**Instructions for the task**
Copy out every line of the data exactly.

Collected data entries
*****

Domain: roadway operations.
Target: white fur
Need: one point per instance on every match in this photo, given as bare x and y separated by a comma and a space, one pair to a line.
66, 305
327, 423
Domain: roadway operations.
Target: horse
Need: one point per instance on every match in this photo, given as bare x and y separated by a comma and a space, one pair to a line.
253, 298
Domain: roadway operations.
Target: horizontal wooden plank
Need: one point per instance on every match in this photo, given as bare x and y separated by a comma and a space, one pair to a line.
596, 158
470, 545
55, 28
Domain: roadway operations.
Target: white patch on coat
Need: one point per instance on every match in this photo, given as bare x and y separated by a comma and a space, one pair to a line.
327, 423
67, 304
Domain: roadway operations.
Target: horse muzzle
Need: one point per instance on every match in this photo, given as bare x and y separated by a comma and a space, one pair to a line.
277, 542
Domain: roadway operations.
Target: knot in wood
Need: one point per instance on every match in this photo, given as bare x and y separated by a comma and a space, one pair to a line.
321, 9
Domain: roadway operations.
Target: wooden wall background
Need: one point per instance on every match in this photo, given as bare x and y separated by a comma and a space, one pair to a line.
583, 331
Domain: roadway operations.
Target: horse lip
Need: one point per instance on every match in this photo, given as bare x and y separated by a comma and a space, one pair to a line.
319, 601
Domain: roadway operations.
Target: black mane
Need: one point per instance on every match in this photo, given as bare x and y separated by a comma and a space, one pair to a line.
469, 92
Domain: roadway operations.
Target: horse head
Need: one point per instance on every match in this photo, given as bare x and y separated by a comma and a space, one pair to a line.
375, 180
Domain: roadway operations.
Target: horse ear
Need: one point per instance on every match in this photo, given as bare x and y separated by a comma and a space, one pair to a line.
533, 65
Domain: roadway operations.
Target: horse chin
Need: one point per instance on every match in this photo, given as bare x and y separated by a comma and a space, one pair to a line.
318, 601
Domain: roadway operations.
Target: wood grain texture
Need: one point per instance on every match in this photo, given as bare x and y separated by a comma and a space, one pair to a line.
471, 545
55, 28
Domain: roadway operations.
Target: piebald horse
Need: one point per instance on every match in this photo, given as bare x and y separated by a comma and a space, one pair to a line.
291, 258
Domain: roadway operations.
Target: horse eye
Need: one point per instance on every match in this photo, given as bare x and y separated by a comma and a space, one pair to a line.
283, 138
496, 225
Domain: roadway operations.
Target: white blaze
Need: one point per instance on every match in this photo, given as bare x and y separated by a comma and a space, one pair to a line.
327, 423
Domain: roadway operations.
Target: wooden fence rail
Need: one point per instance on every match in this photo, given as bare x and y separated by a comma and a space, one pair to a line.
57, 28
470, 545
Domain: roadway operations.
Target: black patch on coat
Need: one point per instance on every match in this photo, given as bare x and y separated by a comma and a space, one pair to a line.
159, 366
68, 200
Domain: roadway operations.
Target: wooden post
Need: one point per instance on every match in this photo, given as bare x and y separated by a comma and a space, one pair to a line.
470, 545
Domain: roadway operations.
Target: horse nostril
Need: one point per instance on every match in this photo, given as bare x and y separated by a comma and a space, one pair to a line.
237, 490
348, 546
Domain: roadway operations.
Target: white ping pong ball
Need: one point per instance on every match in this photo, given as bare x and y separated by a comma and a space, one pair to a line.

*****

**Written answer**
Domain: roadway operations.
Target: white fur
Need: one point per instance on every match in this photo, given as bare x and y separated by a comma and a space, one pair to a line.
66, 305
327, 423
Domain: roadway operations.
Target: horse
Need: one point per instance on every match in this photo, given as bare x and y separated by a comma and a space, one pair to a line.
253, 298
Domain: roadway operations.
Target: horizontal wooden plank
Need: one point per instance on every match in this photo, given as bare x and y separated by a comma and a space, one pair to a line.
596, 158
470, 545
55, 28
Domain: roadway operations.
Target: white patch on coat
Need: one point per instance on every match in this photo, given as bare x and y separated by a comma and a space, one pair to a line.
327, 423
67, 304
Domain: roadway operations.
Target: horse muzzle
Need: one point per instance on every match in this photo, given as bare x and y separated by a comma and a space, one pair to a line.
277, 542
Domain: roadway operations.
Target: knot in wood
Need: one point per instance on every match in this photo, given as bare x and y separated by a comma and a space, one pair to a line.
321, 9
Domain: roadway operations.
Target: wooden wall background
Need: one point per instance on every match in this photo, given as bare x and y separated by a comma and a space, one pair to a line.
583, 331
Domain: roadway operations.
Target: horse lip
Need: one point per instance on every match in this photo, given as bare x and y separated by a comma and a space, one pair to a line.
319, 601
Domain: roadway operations.
Target: black mane
Need: one point per instance on every match in this photo, given as bare x and y separated by a comma and a space, one pair to a line.
469, 92
Domain: roadway operations.
Target: horse head
Need: one point per instance on every match in this photo, given as bare x and y separated by a comma and a space, one pair to a line.
375, 180
Domain: roadway operations.
Target: horse ear
Need: one point per instance on every match in this photo, given as bare x and y separated by a comma and a space, one pair to a line.
533, 65
Domain: roadway operations.
Target: horse chin
Need: one point per instance on every match in this photo, given as bare x and y separated by a comma and a space, one pair to a line.
318, 601
Domain: roadway operations.
Target: wood grain texture
Need: one point per instance on every match in this photo, given as bare x and y separated by a comma and a space, one pair to a line.
471, 545
55, 28
Domain: roadway operations.
Target: piebald horse
Need: one point per instance on every match in this photo, given as bare x and y separated by a comma and a space, one pair to a line.
291, 258
Domain: roadway operations.
Target: horse eye
Need: one point per instance on every match in this photo, given as bare x and y separated by a comma and a space, one pair to a line.
283, 138
496, 225
Domain: roadway operations.
Target: white blaze
Need: one point per instance on every match in this photo, given as bare x and y separated by a comma and a space, one pair to a line.
327, 423
Domain: roadway operations.
Target: wooden fence rail
Need: one point per instance on every match in this photo, given as bare x and y separated by a comma and a space, one pair to a line.
57, 28
470, 545
Domain: roadway operations.
Target: black patch on coat
Need: one point per instance on every match in this photo, given as bare x and y separated by a comma and a space, one pair to a line.
159, 366
68, 200
Domain: roadway operations.
Target: wooden post
Need: one point per instance on every match in this photo, given as bare x and y separated by a comma and a space, one pair to a line.
470, 545
Domain: roadway operations.
Target: horse nostril
Need: one point per instance on every match in this photo, given as bare x and y separated by a comma and a space, one pair to a line.
237, 490
348, 546
Domain: roadway operations.
Target: white ping pong ball
Need: one point per instance on every match in this photo, given as bare x and y separated by a comma and a space, one pair to a line.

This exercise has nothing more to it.